→ Task objective
Please output the listing below character for character and omit the images.

→ Stored data

___

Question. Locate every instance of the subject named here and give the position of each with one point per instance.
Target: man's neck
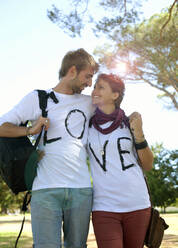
(63, 88)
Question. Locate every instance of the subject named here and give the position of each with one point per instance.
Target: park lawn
(7, 240)
(10, 227)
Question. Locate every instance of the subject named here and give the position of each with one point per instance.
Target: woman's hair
(80, 59)
(116, 84)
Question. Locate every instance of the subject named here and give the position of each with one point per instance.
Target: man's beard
(76, 90)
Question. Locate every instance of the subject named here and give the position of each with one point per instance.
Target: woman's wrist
(141, 145)
(138, 137)
(28, 131)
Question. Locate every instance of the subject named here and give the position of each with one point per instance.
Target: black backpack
(19, 158)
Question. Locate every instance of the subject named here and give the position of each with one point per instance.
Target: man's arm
(10, 130)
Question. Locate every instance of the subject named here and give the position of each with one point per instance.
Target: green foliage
(75, 15)
(8, 201)
(163, 178)
(150, 56)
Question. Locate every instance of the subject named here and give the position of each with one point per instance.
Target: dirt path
(13, 223)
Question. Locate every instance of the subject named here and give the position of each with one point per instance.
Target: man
(61, 192)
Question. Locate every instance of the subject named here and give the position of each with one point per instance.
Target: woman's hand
(135, 120)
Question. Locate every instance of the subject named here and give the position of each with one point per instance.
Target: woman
(121, 205)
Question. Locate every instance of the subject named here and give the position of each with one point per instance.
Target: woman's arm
(144, 152)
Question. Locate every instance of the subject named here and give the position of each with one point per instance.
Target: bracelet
(28, 131)
(141, 145)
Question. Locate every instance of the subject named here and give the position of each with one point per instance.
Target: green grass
(7, 240)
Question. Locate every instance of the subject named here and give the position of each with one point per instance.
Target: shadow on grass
(170, 240)
(8, 239)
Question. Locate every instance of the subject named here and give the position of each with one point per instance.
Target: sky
(31, 50)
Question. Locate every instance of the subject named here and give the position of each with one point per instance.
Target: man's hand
(37, 127)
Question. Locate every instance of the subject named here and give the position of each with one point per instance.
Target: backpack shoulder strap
(43, 99)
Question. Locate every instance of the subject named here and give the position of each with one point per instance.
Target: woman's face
(102, 94)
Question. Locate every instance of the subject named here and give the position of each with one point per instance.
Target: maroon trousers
(121, 230)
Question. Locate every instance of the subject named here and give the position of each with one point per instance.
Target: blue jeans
(52, 207)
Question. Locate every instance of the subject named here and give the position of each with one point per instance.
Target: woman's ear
(73, 71)
(115, 95)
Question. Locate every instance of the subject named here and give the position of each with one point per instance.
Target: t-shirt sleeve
(26, 109)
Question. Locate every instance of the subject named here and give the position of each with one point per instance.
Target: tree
(163, 178)
(149, 58)
(8, 201)
(152, 43)
(110, 15)
(82, 13)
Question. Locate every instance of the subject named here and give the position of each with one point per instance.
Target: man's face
(82, 80)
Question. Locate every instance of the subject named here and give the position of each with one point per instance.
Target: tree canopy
(149, 49)
(101, 15)
(163, 178)
(149, 57)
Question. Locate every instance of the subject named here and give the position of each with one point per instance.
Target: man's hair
(116, 84)
(80, 59)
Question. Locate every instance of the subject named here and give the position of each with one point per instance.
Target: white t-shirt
(64, 163)
(119, 185)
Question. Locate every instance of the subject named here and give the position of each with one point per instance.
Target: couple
(62, 195)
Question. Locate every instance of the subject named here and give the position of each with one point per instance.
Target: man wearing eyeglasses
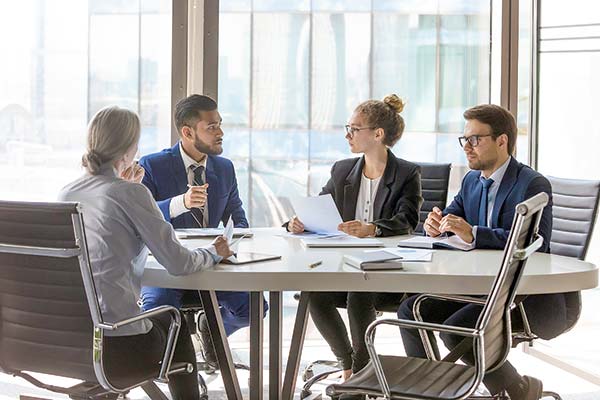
(196, 188)
(481, 214)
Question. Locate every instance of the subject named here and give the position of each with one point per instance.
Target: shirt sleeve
(143, 213)
(177, 206)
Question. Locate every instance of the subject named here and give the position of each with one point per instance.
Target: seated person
(196, 188)
(377, 195)
(122, 222)
(482, 214)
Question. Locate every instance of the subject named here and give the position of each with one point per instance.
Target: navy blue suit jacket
(166, 178)
(547, 313)
(519, 183)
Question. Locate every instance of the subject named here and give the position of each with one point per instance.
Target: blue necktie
(198, 181)
(485, 185)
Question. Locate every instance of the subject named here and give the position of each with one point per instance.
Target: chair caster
(554, 395)
(307, 374)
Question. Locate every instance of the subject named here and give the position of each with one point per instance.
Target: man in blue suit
(482, 214)
(196, 188)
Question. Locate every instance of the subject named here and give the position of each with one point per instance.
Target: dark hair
(498, 118)
(187, 111)
(385, 114)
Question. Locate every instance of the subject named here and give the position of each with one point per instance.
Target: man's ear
(187, 132)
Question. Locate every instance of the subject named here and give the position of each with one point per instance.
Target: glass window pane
(63, 70)
(234, 69)
(340, 68)
(280, 70)
(404, 63)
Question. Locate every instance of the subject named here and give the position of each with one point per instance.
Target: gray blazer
(398, 199)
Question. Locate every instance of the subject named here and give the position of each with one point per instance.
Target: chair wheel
(307, 374)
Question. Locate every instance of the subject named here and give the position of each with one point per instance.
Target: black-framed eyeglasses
(473, 140)
(352, 130)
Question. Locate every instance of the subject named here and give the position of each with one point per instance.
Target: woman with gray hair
(122, 221)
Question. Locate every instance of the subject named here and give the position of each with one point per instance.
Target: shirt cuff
(213, 253)
(177, 206)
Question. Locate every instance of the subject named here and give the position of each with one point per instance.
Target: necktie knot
(486, 182)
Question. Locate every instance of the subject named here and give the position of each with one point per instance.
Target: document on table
(318, 214)
(342, 241)
(426, 242)
(199, 233)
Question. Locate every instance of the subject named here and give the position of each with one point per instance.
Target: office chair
(417, 378)
(434, 188)
(192, 309)
(50, 318)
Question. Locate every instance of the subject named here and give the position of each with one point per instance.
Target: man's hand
(357, 228)
(458, 226)
(196, 196)
(295, 225)
(222, 247)
(133, 173)
(432, 223)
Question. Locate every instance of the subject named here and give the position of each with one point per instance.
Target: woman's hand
(134, 173)
(295, 225)
(357, 228)
(222, 247)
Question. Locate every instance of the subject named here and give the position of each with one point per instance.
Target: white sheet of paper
(318, 214)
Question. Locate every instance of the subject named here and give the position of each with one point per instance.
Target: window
(73, 58)
(292, 72)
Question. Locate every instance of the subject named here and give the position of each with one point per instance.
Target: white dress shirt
(366, 197)
(177, 205)
(122, 221)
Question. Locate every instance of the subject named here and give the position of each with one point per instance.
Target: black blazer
(398, 198)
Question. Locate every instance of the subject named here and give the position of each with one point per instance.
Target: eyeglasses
(351, 131)
(473, 140)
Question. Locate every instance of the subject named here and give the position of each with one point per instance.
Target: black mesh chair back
(417, 378)
(495, 317)
(434, 188)
(45, 321)
(50, 319)
(574, 210)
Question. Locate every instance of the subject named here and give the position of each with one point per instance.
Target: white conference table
(449, 272)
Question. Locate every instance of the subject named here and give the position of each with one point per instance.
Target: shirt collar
(189, 161)
(498, 174)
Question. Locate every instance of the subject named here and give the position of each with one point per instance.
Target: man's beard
(206, 149)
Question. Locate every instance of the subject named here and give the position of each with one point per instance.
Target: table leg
(217, 332)
(293, 364)
(275, 344)
(256, 346)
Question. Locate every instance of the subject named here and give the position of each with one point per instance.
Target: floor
(567, 349)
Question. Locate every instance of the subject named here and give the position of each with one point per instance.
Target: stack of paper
(342, 241)
(426, 242)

___

→ Final answer
Question. Locate every instance of the subject named here and give the position of each with one point per instance.
Target: man's neck
(63, 88)
Question. Locate every instance of the subject named here and give the position of each with one point per instance.
Target: park lawn
(7, 240)
(10, 227)
Question. Locate every instance of the subject named here and give the position of each with one point per instance.
Target: woman's hair
(80, 59)
(116, 84)
Question. Locate every instance of the subject named here and give the position of each with one point per instance.
Target: man's beard
(76, 90)
Question. Locate every instance of the subject named here and give the position of each with one point per instance.
Target: woman's wrist
(141, 145)
(138, 137)
(28, 131)
Question. Locate every instance of the subject named here and give the position of each with one point per instance.
Target: black backpack
(19, 158)
Question. Locate every instance of the subject named here and give the position of each with one point per instance.
Target: man's arm
(10, 130)
Question. Locate every instance of the subject named here and give the position of each with one point per instance.
Target: green foliage
(75, 15)
(8, 201)
(163, 178)
(150, 56)
Question. Locate every instance of the subject named here and give the position of each with one point per instance.
Target: dirt path
(13, 223)
Question. Locate every instance of the subject named here and give the position of each with one point per instance.
Target: man
(61, 192)
Question. Locate every instance of the subject named here and give the position of each with one point per instance.
Target: woman's hand
(135, 120)
Question. Locate every instance of the subject named here and give the position of each with one point per instance.
Target: woman
(121, 205)
Question. Locate every instance of the subject named here and give the position of each with one point per instance.
Target: woman's arm
(144, 152)
Question. Locate every instance of the subject named here and give the position of each with one point per instance.
Target: bracelet
(28, 131)
(141, 145)
Question. Locate every instance of the subject named here and give the position of each with one point per instance.
Target: green grass
(7, 240)
Question. Locate every instance of the subject named here and give the position of each with one point per instance.
Target: shadow on grass
(170, 240)
(8, 239)
Question. Locate every instance of the subject named here and give the position of each with one point per instance.
Target: sky
(31, 50)
Question. Locate every instance of the subject named here and give the position of each with one point per instance.
Target: man's hand
(37, 127)
Question. Locate every instance of the subject named here and give the position of each with one point per instance.
Target: backpack shoulder strap
(43, 99)
Question. Locate every instance of the subject named here and give the position of each with one point per instance.
Target: woman's face
(102, 94)
Question. Locate every instance of the subject named here and give the position of each with one point per instance.
Target: maroon trousers
(121, 230)
Question. Locate every instance of the subject named here and give the position of each with one point per instance.
Target: blue jeans
(52, 207)
Question. Locate every instance of the subject named here and give the position of each with one point per instance.
Target: woman's ear
(73, 71)
(115, 95)
Question. Locate every instance of the subject named here and give the position of each with one point per instance.
Target: t-shirt sleeve
(26, 109)
Question. Locate every instance of the subject named here and give the position of each with one point per instance.
Target: tree
(163, 178)
(149, 58)
(8, 201)
(152, 43)
(110, 15)
(82, 13)
Question. Locate every instance of the subject named here and give the position of each with one point per instance.
Target: man's face
(82, 80)
Question. Locate every instance of the subject named here and give the position of each with one point per instance.
Target: tree canopy
(149, 49)
(101, 15)
(163, 178)
(149, 57)
Question. Locate every instance of the subject named here and give the position of each with one point per instance.
Target: man's hair
(116, 84)
(80, 59)
Question. Locate every instance of the subject named here and give the position of each with one point per instance.
Target: white t-shirt
(64, 163)
(119, 185)
Question. Locate every instance of the subject named here and give the position of each with one point per instance.
Target: couple
(62, 195)
Question. Locate every instance of the subject named here and give the position of each with one point per instance.
Target: man wearing eyeglasses
(196, 188)
(481, 214)
Question. Locate every instance of the subject named here and give the position of each with one point per instance.
Target: shirt sleeve
(143, 213)
(177, 206)
Question. Locate every instance of the subject named here and give the position of each with one point per instance.
Target: seated person
(196, 188)
(377, 195)
(122, 222)
(482, 214)
Question. Locate every instance of the subject named here and give the position of each with one point per instance.
Target: navy blue suit jacket
(166, 178)
(547, 313)
(519, 183)
Question. Locate every instance of the subject named here and give the position of each with one point per instance.
Target: blue necktie
(198, 181)
(485, 185)
Question. Locate every instance of the subject named here and give the position of each with one point per instance.
Target: chair caster
(554, 395)
(307, 374)
Question. Locate every instance of the subject named here and give the position of each with one point per instance.
Target: man in blue suit
(482, 214)
(196, 188)
Question. Locate every instance of the subject named here and give the position of each with one point per instance.
Target: dark hair
(498, 118)
(187, 111)
(385, 114)
Question. Locate every instance of the subject named here and give the position of each with one point per instance.
Target: man's ear
(187, 132)
Question. Locate every instance of the subject named here and give the position of each with one point per instance.
Target: glass window pane
(63, 70)
(234, 69)
(340, 68)
(280, 70)
(404, 63)
Question. Locate every instance of the subject named here and give the position of each with one point per instance.
Target: gray blazer
(398, 199)
Question. Locate every instance of the subject named here and give the position of each with one point per instance.
Target: chair wheel
(307, 374)
Question. Locate every instance of the subject named here and give the position of each with one point per instance.
Target: black-framed eyeglasses
(473, 140)
(352, 130)
Question. Locate every instance of the subject named here and give the position of each with one point per instance.
Target: woman with gray hair
(122, 221)
Question. Locate every instance of the subject named here and give the position of each with one point per instance.
Target: shirt cuff
(213, 253)
(177, 206)
Question. Locate every instance of the subject named here and give the position of each with one point per instance.
Target: necktie knot
(486, 182)
Question. Locate every instance of the subject named here and give the position of each with one point per instance.
Target: document on table
(318, 214)
(342, 241)
(426, 242)
(199, 233)
Question. Locate every instance of the subject named here and give the position of each with one point per instance.
Target: office chair
(417, 378)
(434, 188)
(192, 309)
(50, 318)
Question. Locate every instance of the subject named here and give the position of each with one point per instance.
Target: man's hand
(357, 228)
(458, 226)
(196, 196)
(295, 225)
(222, 247)
(133, 173)
(432, 223)
Question. Locate every instance of the subject named here and give the position of each with one point per instance.
Target: woman's hand
(134, 173)
(295, 225)
(357, 228)
(222, 247)
Question. Locate every instance of the subject named here and give the position of each with one point per instance.
Target: white sheet of paper
(318, 214)
Question. Locate every instance of the subject named here and give the position of each with one point per instance.
Target: window
(73, 58)
(292, 72)
Question. Locate every instance of the subject named here and give the position of each with one point per instance.
Target: white dress shirt
(366, 197)
(177, 205)
(122, 221)
Question. Locate every instance of the subject named here and give the position of each with one point per instance.
Target: black blazer
(398, 198)
Question. Locate every instance of the subject named here and give the position of each with one point per instance.
Target: eyeglasses
(351, 131)
(473, 140)
Question. Locate every instance of the subject named here and give the position of each with one point per instance.
Target: black mesh chair back
(417, 378)
(495, 317)
(434, 188)
(45, 321)
(50, 319)
(574, 210)
Question. Locate every instance of the subject named here and give the position of each with one point per instance.
Target: white conference table
(449, 272)
Question. Locate every instance of the subject named here and give the position of each with one point per instance.
Target: shirt collar
(189, 161)
(498, 174)
Question. Locate every instance of the subject named here and give the position of each with one point per instance.
Target: man's beard
(206, 149)
Question. Locate every instance of the subject named here and give the position of each with one point per instance.
Target: table leg
(217, 332)
(293, 364)
(275, 344)
(256, 346)
Question. Locate every instance of the subject named here and give the position of each with one point per instance.
Target: floor
(567, 349)
Question. Locate every instance of the subject named here and give the position of each with one point per instance.
Target: stack of paper
(342, 241)
(426, 242)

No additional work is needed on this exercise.